:: Task brief ::
Reproduce the listing below line for line, with no changes.

_ _ _

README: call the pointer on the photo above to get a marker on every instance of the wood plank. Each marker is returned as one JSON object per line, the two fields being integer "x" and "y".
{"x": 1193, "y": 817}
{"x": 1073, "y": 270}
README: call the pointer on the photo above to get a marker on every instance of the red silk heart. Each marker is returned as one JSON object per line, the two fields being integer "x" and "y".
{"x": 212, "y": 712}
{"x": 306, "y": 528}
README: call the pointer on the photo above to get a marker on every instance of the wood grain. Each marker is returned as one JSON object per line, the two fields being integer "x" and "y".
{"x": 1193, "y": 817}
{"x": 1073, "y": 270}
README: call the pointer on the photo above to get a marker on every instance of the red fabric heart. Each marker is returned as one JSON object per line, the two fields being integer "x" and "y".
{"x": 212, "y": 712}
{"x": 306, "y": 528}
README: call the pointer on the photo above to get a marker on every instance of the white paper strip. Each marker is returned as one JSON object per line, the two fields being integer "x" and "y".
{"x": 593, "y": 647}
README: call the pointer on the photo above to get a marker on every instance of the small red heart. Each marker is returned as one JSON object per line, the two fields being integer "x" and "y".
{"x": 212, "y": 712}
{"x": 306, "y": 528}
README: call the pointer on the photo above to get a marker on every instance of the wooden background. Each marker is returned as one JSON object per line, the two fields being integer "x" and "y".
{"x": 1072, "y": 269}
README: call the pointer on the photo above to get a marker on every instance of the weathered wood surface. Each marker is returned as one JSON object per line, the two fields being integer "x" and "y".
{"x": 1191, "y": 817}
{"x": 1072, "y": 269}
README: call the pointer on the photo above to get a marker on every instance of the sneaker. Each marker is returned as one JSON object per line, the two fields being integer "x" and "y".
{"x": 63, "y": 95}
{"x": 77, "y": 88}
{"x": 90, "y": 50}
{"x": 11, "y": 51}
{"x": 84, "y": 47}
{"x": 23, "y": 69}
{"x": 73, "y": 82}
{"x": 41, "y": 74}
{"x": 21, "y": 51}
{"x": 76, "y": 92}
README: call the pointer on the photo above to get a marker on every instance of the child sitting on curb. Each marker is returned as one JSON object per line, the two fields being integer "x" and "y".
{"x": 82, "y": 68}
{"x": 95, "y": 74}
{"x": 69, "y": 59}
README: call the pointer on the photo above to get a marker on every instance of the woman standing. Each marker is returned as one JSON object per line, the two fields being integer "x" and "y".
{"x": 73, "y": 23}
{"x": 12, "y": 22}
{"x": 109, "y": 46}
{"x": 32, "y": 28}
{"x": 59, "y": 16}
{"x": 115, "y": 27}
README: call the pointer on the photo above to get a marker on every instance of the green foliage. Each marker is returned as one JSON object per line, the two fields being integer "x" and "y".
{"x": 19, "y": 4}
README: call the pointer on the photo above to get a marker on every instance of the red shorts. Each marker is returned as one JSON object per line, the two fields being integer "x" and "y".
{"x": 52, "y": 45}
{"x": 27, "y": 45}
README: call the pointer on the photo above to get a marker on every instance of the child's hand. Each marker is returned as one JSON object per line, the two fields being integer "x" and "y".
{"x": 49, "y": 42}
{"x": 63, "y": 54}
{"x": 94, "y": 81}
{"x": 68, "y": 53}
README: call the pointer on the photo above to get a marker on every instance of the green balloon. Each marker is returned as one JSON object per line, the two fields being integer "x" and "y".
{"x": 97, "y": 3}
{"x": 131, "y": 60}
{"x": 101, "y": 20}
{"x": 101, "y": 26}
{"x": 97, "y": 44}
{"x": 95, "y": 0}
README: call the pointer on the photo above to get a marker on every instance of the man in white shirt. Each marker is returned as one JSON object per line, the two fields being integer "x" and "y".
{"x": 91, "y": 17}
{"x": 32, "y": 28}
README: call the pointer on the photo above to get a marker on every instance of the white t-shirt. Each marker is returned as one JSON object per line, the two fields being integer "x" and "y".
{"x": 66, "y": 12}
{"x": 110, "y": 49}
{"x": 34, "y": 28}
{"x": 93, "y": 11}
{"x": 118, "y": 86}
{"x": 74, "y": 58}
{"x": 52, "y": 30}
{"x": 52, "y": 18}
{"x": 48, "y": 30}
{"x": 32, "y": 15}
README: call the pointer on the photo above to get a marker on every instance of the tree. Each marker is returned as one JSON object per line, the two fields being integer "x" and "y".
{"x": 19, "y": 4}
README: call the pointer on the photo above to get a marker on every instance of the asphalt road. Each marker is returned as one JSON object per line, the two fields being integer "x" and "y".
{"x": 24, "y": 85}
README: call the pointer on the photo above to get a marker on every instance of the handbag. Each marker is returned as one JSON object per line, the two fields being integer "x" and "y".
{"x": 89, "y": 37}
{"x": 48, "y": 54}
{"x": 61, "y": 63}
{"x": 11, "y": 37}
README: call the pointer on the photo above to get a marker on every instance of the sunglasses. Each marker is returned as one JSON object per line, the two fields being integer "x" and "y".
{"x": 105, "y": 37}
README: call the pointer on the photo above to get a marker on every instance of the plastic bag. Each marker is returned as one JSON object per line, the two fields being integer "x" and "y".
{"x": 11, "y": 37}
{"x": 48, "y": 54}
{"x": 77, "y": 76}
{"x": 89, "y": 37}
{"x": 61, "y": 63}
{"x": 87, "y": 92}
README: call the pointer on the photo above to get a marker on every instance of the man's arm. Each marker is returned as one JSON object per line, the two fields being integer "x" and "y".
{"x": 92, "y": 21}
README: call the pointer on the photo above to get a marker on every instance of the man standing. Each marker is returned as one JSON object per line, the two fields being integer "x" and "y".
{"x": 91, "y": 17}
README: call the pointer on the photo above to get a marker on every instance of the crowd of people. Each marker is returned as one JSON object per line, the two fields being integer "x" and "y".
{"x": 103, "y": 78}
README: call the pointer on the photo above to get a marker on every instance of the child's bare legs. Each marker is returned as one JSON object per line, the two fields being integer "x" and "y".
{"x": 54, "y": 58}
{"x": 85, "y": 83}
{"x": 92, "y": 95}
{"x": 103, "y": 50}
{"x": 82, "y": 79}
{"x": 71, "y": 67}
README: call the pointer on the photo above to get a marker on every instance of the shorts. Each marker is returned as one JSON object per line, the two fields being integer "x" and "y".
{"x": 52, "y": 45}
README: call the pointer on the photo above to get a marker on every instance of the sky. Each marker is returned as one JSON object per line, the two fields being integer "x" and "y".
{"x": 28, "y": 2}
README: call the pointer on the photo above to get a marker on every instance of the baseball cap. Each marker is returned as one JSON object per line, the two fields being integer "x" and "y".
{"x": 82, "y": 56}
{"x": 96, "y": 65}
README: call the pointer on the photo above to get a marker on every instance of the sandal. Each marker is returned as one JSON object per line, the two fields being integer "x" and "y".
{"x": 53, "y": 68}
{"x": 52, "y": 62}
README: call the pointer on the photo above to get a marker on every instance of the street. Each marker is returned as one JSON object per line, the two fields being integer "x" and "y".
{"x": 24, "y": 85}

_ _ _

:: Task response ::
README: call the pointer on the photo above to get a marker on every instance of the wood plank. Each marker is returned as one JSON object per line, the two fields being integer "x" and "y".
{"x": 1193, "y": 817}
{"x": 1073, "y": 270}
README: call the pointer on the photo above to get a marker on every instance of the red silk heart. Each marker is returned as one JSON object per line, the two fields being integer "x" and "y".
{"x": 212, "y": 712}
{"x": 306, "y": 528}
README: call the pointer on the photo above to get a marker on every instance of the wood grain. Each marker is returned as one JSON object per line, the two fields being integer "x" and "y".
{"x": 1193, "y": 817}
{"x": 1073, "y": 270}
README: call the pointer on the photo above to get a marker on every instance of the red fabric heart. Each marker is returned as one JSON object per line, the two fields being integer "x" and "y".
{"x": 212, "y": 712}
{"x": 306, "y": 528}
README: call the pointer on the photo above to get a marker on every instance of the white paper strip. Each marker is returned as one JSON object per line, the two fields being integer "x" and "y".
{"x": 593, "y": 647}
README: call the pointer on the photo above to get a marker on every instance of the small red heart. Each marker is returned as one JSON object per line, the two fields being integer "x" and "y".
{"x": 212, "y": 712}
{"x": 306, "y": 528}
README: call the pointer on the photo above to get a marker on every instance of the wooden background. Each marker is returned as one JSON object per line, the two fields being integer "x" and "y".
{"x": 1072, "y": 269}
README: call the pointer on the photo above to get a marker on every instance of the weathered wood surface. Each marker is returned as one JSON object per line, the two fields being integer "x" and "y".
{"x": 1191, "y": 817}
{"x": 1072, "y": 269}
README: call the pointer on the photo above to get a marker on every instance of the sneaker. Each marker is returned as one JSON object per line, the two fields being integer "x" and "y".
{"x": 63, "y": 95}
{"x": 77, "y": 88}
{"x": 90, "y": 50}
{"x": 11, "y": 51}
{"x": 84, "y": 47}
{"x": 23, "y": 69}
{"x": 73, "y": 82}
{"x": 41, "y": 74}
{"x": 21, "y": 51}
{"x": 76, "y": 92}
README: call the pointer on the photo above to get a marker on every instance of the child sitting on curb. Each marker is returned as one JSON object per line, the two fields being integer "x" and "y".
{"x": 82, "y": 68}
{"x": 95, "y": 74}
{"x": 69, "y": 59}
README: call the pointer on the photo above to get a marker on every instance of the woman standing. Each marker is returned as one JSON object per line, the two fields being integer "x" and "y".
{"x": 73, "y": 23}
{"x": 12, "y": 22}
{"x": 109, "y": 46}
{"x": 32, "y": 28}
{"x": 59, "y": 16}
{"x": 115, "y": 27}
README: call the pointer on the photo above to get a marker on every instance of the green foliage. Each marker is returned as one JSON object per line, the two fields being integer "x" and "y".
{"x": 19, "y": 4}
README: call the pointer on the photo above to get a marker on every instance of the red shorts. Each marker is returned as one JSON object per line, the two fields being integer "x" and "y".
{"x": 52, "y": 45}
{"x": 27, "y": 45}
README: call the pointer on the photo above to get a marker on every instance of the child's hand. Each marker is returned as one JSON object per line, the two fields being integer "x" and "y".
{"x": 49, "y": 42}
{"x": 63, "y": 54}
{"x": 94, "y": 81}
{"x": 68, "y": 53}
README: call the pointer on the photo above to get a marker on every instance of the green balloon. Each marker is returned as one JSON object per line, the two fields being integer "x" and "y".
{"x": 97, "y": 3}
{"x": 131, "y": 60}
{"x": 101, "y": 20}
{"x": 101, "y": 26}
{"x": 97, "y": 44}
{"x": 95, "y": 0}
README: call the pointer on the photo above to get a marker on every instance of the man in white shirt. Each marker is returned as one JSON object per line, the two fields being integer "x" and "y".
{"x": 91, "y": 17}
{"x": 32, "y": 28}
README: call the pointer on the photo above to get a marker on every instance of the white t-shirt. Each marker is returned as one JSON object per line, the two fields being integer "x" and "y".
{"x": 66, "y": 12}
{"x": 110, "y": 49}
{"x": 34, "y": 28}
{"x": 93, "y": 11}
{"x": 118, "y": 86}
{"x": 74, "y": 58}
{"x": 52, "y": 30}
{"x": 52, "y": 18}
{"x": 48, "y": 30}
{"x": 32, "y": 15}
README: call the pointer on the photo above to get a marker on every instance of the tree. Each marker is returned as one JSON object per line, the two fields being integer "x" and "y".
{"x": 19, "y": 4}
README: call the pointer on the photo above to get a marker on every instance of the asphalt road. Each marker is returned as one JSON object per line, the two fields being integer "x" and "y".
{"x": 24, "y": 85}
README: call the pointer on the photo above to get a marker on every instance of the handbag. Each marker is returned as one JSON object per line, the two fields being integer "x" and "y".
{"x": 89, "y": 37}
{"x": 48, "y": 54}
{"x": 61, "y": 63}
{"x": 11, "y": 37}
README: call the pointer on the photo above to get a marker on every instance of the sunglasses. Each marker is returned as one JSON object per line, the two fields being integer "x" and "y".
{"x": 105, "y": 37}
README: call the pointer on the photo above to get a marker on every instance of the plastic bag. Each marker is returned as one JSON object per line, the two fields being integer "x" and "y".
{"x": 11, "y": 37}
{"x": 48, "y": 54}
{"x": 77, "y": 76}
{"x": 89, "y": 37}
{"x": 61, "y": 63}
{"x": 87, "y": 92}
README: call the pointer on the photo above to get a marker on every instance of the man's arm. Each marker is returned as one JSON object per line, the two fields being integer "x" and "y".
{"x": 92, "y": 21}
README: call the pointer on the photo above to get a marker on every instance of the man standing. Each marker is returned as one JSON object per line, the two fields being integer "x" and "y".
{"x": 91, "y": 17}
README: call the pointer on the photo above to get a marker on every instance of the crowd of people. Each marker is returned as one JSON object per line, the two fields being integer "x" and "y".
{"x": 103, "y": 78}
README: call the pointer on the photo above to get a marker on every instance of the child's bare legs. Each marker is returned as one JSON object per line, the two fields being integer "x" and "y".
{"x": 54, "y": 58}
{"x": 85, "y": 83}
{"x": 92, "y": 95}
{"x": 103, "y": 50}
{"x": 82, "y": 79}
{"x": 71, "y": 67}
README: call the pointer on the photo above to get a marker on every instance of the shorts. Each marker is returned as one JSON object per line, the two fields being integer "x" and "y".
{"x": 52, "y": 45}
README: call the pointer on the photo above to get a marker on every instance of the sky. Each marker is returned as one JSON object per line, the two fields being integer "x" and "y".
{"x": 28, "y": 2}
README: call the pointer on the photo above to get a marker on every instance of the baseball cap. Each marker is returned as one JSON object per line, the two fields being integer "x" and "y".
{"x": 82, "y": 56}
{"x": 96, "y": 65}
README: call the pointer on the photo above to get a marker on every instance of the sandal. Each marker is returned as one JSON object per line, the two fields being integer "x" and "y".
{"x": 53, "y": 68}
{"x": 52, "y": 62}
README: call the pointer on the photo above to get a marker on every instance of the street. Each marker is returned as one JSON object per line, the two fields being integer "x" and "y".
{"x": 24, "y": 85}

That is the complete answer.